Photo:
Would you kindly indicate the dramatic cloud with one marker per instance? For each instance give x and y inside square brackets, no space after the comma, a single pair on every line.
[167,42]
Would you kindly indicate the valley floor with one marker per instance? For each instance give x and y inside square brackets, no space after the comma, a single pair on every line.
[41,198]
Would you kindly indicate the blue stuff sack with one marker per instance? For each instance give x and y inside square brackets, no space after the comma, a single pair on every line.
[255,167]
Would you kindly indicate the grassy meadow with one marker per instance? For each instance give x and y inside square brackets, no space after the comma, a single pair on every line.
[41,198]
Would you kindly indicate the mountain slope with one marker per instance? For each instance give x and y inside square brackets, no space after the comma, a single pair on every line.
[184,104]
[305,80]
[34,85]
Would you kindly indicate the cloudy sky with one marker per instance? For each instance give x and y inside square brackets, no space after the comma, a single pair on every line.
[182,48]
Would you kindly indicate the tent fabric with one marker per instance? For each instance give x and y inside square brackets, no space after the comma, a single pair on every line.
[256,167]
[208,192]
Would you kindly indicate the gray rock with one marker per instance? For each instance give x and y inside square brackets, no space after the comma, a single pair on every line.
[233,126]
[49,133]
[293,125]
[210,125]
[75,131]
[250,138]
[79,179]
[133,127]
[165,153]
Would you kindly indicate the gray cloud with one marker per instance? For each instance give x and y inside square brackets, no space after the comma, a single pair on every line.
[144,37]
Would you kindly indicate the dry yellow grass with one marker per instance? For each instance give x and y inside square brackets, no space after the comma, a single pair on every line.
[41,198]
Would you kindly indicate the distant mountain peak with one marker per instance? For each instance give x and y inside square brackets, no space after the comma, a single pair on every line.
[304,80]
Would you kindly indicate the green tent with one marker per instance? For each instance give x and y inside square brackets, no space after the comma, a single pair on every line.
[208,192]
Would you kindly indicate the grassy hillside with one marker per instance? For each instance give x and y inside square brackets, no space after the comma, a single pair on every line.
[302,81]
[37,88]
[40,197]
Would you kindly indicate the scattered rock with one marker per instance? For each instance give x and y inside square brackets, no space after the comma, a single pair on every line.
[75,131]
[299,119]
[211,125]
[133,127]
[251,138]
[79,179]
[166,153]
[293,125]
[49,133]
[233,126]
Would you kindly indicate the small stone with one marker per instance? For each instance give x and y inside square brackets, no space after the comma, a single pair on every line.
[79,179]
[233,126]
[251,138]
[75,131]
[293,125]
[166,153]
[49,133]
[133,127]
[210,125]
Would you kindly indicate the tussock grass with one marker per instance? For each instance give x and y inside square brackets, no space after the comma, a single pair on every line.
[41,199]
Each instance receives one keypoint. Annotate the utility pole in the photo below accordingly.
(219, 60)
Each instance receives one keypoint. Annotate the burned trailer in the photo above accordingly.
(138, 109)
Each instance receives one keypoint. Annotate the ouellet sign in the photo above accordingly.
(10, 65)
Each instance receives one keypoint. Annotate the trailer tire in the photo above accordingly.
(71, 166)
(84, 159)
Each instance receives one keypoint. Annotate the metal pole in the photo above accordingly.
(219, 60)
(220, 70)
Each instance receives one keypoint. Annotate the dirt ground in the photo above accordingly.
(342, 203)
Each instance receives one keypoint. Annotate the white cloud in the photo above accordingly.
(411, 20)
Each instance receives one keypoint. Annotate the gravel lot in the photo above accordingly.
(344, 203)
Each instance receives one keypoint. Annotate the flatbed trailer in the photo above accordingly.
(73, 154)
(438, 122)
──────
- Exercise: Find the line with "Each instance receives one keypoint. Annotate the burned" in the listing above, then write out that line and each remaining line exactly, with no other text.

- Finished exercise:
Each instance receives one keypoint. Annotate the burned trailer in the photo above accordingly.
(138, 109)
Each instance receives one keypoint. Annotate the ouellet sign in the photo above accordingly.
(10, 65)
Each instance receives one keypoint. Annotate the trailer tire in the photo above accordingly.
(71, 166)
(84, 159)
Each instance receives one keypoint. Annotate the metal pole in the photo above accordingly.
(219, 60)
(220, 70)
Each instance receives one keypoint. Annotate the dirt ground in the photo above accordingly.
(342, 203)
Each instance receives one keypoint. Annotate the white cloud in the photo above accordingly.
(411, 20)
Each instance receives one keypoint. Annotate the gravel lot in the photo above accordingly.
(344, 203)
Each instance receives one keypoint. Annotate the flatbed trailer in the photo above accordingly.
(73, 154)
(438, 122)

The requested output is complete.